> [ASSIGNED TASK]: Print every entry exactly as written.

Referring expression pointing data
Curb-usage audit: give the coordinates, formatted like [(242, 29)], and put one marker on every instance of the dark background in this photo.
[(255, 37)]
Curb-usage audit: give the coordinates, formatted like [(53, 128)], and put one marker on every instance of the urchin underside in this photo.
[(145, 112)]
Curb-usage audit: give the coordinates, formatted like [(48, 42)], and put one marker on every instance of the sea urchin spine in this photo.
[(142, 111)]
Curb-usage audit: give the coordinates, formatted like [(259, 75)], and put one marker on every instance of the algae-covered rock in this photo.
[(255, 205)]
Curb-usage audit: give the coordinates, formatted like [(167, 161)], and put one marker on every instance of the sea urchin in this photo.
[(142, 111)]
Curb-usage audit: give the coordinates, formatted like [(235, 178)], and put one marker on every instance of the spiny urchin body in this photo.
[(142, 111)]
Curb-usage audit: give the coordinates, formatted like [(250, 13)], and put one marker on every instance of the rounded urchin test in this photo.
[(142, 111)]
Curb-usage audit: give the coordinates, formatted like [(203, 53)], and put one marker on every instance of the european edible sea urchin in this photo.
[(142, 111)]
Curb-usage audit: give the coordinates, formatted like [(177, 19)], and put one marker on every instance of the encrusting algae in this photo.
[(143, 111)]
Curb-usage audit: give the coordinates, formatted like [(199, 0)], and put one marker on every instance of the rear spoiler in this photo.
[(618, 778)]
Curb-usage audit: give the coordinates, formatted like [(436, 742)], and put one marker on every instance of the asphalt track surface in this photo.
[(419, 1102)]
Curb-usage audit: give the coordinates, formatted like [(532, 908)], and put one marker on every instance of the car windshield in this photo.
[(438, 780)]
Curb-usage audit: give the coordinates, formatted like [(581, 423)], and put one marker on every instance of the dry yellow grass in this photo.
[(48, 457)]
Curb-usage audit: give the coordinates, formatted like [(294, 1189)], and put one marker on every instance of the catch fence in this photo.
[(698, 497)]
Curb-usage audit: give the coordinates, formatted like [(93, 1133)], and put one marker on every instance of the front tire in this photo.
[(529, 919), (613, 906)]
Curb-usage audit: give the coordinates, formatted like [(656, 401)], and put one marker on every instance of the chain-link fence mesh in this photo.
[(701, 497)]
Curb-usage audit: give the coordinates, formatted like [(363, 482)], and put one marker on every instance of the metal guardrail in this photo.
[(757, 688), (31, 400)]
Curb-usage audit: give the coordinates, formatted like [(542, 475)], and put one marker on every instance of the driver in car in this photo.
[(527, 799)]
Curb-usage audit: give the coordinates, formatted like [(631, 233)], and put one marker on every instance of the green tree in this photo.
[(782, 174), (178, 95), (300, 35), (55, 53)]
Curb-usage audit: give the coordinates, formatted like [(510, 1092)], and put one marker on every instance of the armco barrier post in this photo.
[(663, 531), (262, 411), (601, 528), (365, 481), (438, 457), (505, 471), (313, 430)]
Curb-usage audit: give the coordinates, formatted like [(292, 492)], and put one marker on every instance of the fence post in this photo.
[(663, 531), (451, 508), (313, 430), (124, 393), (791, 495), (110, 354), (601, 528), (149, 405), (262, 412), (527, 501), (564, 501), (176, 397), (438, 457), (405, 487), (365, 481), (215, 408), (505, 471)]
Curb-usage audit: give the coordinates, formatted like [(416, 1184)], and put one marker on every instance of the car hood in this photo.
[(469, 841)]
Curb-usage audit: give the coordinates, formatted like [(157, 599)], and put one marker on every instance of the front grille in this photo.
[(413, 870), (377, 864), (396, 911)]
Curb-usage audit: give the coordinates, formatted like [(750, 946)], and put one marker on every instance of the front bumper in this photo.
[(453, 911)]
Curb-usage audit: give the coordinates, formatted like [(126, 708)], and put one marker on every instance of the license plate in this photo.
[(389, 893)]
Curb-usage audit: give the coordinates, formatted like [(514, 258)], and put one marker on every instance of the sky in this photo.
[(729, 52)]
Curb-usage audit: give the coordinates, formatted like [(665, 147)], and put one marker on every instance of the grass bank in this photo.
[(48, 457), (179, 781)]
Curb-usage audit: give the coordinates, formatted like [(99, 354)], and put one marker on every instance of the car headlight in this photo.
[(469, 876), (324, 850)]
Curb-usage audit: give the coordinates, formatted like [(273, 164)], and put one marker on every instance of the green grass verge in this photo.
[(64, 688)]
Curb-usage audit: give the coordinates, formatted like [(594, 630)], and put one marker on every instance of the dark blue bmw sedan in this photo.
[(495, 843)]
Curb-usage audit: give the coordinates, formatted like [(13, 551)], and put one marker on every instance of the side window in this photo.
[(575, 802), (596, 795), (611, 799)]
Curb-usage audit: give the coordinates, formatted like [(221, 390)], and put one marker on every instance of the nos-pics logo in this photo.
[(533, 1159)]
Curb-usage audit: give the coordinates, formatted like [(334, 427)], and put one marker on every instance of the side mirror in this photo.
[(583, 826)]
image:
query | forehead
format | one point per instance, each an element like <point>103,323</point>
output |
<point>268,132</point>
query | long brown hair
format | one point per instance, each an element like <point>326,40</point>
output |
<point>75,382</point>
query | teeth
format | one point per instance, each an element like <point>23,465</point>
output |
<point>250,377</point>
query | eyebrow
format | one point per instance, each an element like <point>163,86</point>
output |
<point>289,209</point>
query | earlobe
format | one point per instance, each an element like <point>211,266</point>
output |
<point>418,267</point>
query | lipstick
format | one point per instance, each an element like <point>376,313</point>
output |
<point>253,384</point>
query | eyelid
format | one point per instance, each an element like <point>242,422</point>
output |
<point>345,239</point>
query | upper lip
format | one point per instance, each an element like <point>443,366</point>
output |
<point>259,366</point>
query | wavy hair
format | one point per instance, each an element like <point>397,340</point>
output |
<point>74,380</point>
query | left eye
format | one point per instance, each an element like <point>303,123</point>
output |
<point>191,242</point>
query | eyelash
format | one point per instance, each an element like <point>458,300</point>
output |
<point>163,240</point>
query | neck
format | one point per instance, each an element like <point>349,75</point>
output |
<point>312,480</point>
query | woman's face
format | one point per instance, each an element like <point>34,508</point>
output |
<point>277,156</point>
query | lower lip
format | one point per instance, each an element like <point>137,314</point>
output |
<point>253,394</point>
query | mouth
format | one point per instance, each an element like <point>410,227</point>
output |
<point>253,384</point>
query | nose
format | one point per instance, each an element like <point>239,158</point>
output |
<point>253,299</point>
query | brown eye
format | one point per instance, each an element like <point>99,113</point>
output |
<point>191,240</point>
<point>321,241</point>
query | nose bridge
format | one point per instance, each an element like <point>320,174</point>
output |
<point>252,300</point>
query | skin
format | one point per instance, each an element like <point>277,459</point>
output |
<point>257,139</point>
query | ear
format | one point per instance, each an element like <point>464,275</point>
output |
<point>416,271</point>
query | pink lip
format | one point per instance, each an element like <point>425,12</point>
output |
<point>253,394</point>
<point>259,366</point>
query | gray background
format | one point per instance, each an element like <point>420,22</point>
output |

> [THE ANSWER]:
Curb-usage audit: give the coordinates, formatted like [(242, 29)], and put one marker on every instance of the dark background in this photo.
[(255, 37)]
Curb-usage audit: give the coordinates, formatted like [(53, 128)], and put one marker on every instance of the urchin underside in this photo.
[(145, 112)]
Curb-usage audit: give the coordinates, formatted like [(48, 42)], and put one marker on every instance of the sea urchin spine in this photo.
[(142, 111)]
Curb-usage audit: give the coordinates, formatted like [(259, 75)], and put one marker on every instance of the algae-covered rock in this photo.
[(255, 205)]
Curb-usage audit: give the coordinates, formatted like [(167, 161)], and put one marker on every instance of the sea urchin in this photo.
[(142, 111)]
Curb-usage audit: give the coordinates, formatted like [(235, 178)], and put one marker on every instance of the spiny urchin body in this photo.
[(142, 111)]
Curb-usage audit: give the coordinates, formatted like [(250, 13)], and put one marker on every instance of the rounded urchin test in this photo.
[(142, 111)]
Curb-usage audit: give the coordinates, formatted like [(203, 53)], and put one marker on every instance of the european edible sea urchin in this photo.
[(142, 111)]
Curb-usage audit: give the coordinates, formatted like [(177, 19)], and put one marker on every instance of the encrusting algae in this photo.
[(143, 111)]
Curb-usage audit: give the coordinates, formatted like [(199, 0)], and put one marker on every instance of the rear spoiler in this photo.
[(618, 778)]
Curb-usage audit: give the coordinates, formatted like [(436, 742)], and put one marker on every instance of the asphalt track surface in this photo.
[(419, 1102)]
Curb-usage audit: give the coordinates, formatted like [(532, 908)], and put one marker on every instance of the car windshield in this photo.
[(438, 780)]
Curb-usage audit: give the coordinates, formatted like [(581, 423)], and put one marker on every instance of the dry yellow grass in this photo.
[(48, 457)]
Curb-usage audit: give the coordinates, formatted like [(294, 1189)], and put one marker on every instance of the catch fence in this photo.
[(698, 497)]
Curb-usage audit: give the coordinates, formatted like [(93, 1133)], and put one marker on every instance of the front tire in this photo.
[(529, 919), (613, 906)]
Curb-usage audit: give the coordinates, formatted like [(656, 401)], and put one marker on every instance of the chain-link fence mesh in this photo.
[(701, 497)]
Curb-usage audit: give the coordinates, formatted like [(363, 482)], and put one marker on every instance of the metal guardrail in this photo.
[(757, 688), (31, 400)]
Curb-usage audit: give the coordinates, formatted like [(542, 475)], and put one marker on every instance of the driver in car in this photo.
[(527, 799)]
Curb-usage audit: give the coordinates, formatted like [(631, 233)], and put one marker on every instance of the green tree in this photo.
[(782, 174), (178, 95), (300, 35), (55, 53)]
Curb-usage audit: give the coordinates, formatted like [(510, 1092)], and put one marker on every instance of the armco barrier post in this photo.
[(663, 531), (262, 411), (601, 528), (365, 481), (438, 457), (505, 471), (313, 430)]
Curb-usage audit: give the coordinates, formatted like [(292, 492)], and put one marker on every instance of the fence post in this photo.
[(663, 531), (451, 508), (313, 430), (124, 393), (791, 495), (110, 354), (601, 528), (149, 405), (262, 412), (527, 501), (564, 501), (176, 397), (438, 457), (405, 487), (365, 481), (215, 408), (505, 471)]
Curb-usage audit: give the coordinates, formatted like [(416, 1184)], and put one marker on every instance of the car hood in this photo.
[(469, 841)]
Curb-usage audit: give the coordinates, formatted like [(157, 599)], and put one marker on every instance of the front grille in this photo.
[(413, 870), (377, 864), (396, 911)]
Curb-usage audit: give the coordinates, formatted like [(750, 946)], and put one marker on every instance of the front bumper in this photo.
[(453, 911)]
Curb-usage audit: give the coordinates, formatted like [(126, 708)], and put one marker on every instance of the license plate in this photo.
[(389, 893)]
Curb-usage audit: give the coordinates, formatted like [(514, 258)], and put one marker on every instance of the sky in this photo.
[(729, 52)]
Curb-usage audit: give the coordinates, formatted like [(665, 147)], and put one marker on every instance of the grass bank in this photo.
[(48, 457), (179, 781)]
Curb-usage audit: give the coordinates, formatted like [(99, 354)], and put one marker on every instance of the car headlight in this photo.
[(469, 876), (324, 850)]
Curb-usage audit: give the coordinates, formatted like [(273, 164)], and put one marker on every instance of the green grass verge in this photo.
[(64, 688)]
Curb-usage audit: give the coordinates, formatted like [(594, 630)], and put one marker on every instance of the dark blue bmw sedan in this photo.
[(495, 843)]
Curb-usage audit: give the coordinates, formatted like [(13, 551)], and put one marker on every instance of the side window in this photo.
[(575, 802), (596, 795), (611, 799)]
Curb-usage audit: give the coordinates, formatted like [(221, 390)], and put one marker on every instance of the nos-pics logo in this photo.
[(533, 1159)]
Curb-usage audit: give the coordinates, formatted like [(334, 427)], and put one marker on every instance of the side mirror in this photo.
[(583, 826)]
image:
query | forehead
format | one point per instance, each an element like <point>103,323</point>
output |
<point>268,132</point>
query | long brown hair
format | one point per instance, each an element like <point>326,40</point>
output |
<point>75,382</point>
query | teeth
format | one point per instance, each an element like <point>23,465</point>
output |
<point>250,377</point>
query | eyebrow
format | one point per instance, each an element like <point>163,86</point>
output |
<point>289,209</point>
query | earlobe
format | one point per instance, each an element like <point>211,266</point>
output |
<point>418,267</point>
query | lipstick
format | one point per instance, each an element like <point>376,313</point>
output |
<point>253,384</point>
query | eyelid
format | one point per instance, each an element like <point>242,422</point>
output |
<point>345,239</point>
query | upper lip
format | one point per instance, each an element like <point>443,366</point>
output |
<point>259,366</point>
query | wavy hair
format | one point per instance, each an element like <point>397,340</point>
output |
<point>74,380</point>
query | left eye
format | one point per instance, each an element like <point>303,123</point>
output |
<point>191,242</point>
query | eyelash
format | one point per instance, each an element like <point>458,300</point>
output |
<point>163,240</point>
query | neck
format | one point per instance, each an element like <point>349,75</point>
output |
<point>312,480</point>
query | woman's face
format | one point per instance, each an element like <point>34,508</point>
output |
<point>277,156</point>
query | lower lip
format | one point per instance, each an element like <point>137,314</point>
output |
<point>253,394</point>
query | mouth
format | one point per instance, each an element like <point>410,227</point>
output |
<point>253,384</point>
query | nose
format | one point per instance, each an element like <point>239,158</point>
output |
<point>253,299</point>
query | brown eye
format | one point per instance, each an element like <point>99,113</point>
output |
<point>191,240</point>
<point>321,241</point>
query | nose bridge
format | one point per instance, each an element like <point>320,174</point>
output |
<point>252,300</point>
query | skin
format | one point per instance, each an element like <point>277,459</point>
output |
<point>257,139</point>
query | ear
format | one point per instance, each an element like <point>464,275</point>
output |
<point>416,271</point>
query | pink lip
format | one point per instance, each an element like <point>425,12</point>
output |
<point>253,394</point>
<point>259,366</point>
query | gray background
format | one point per instance, each an element like <point>420,22</point>
output |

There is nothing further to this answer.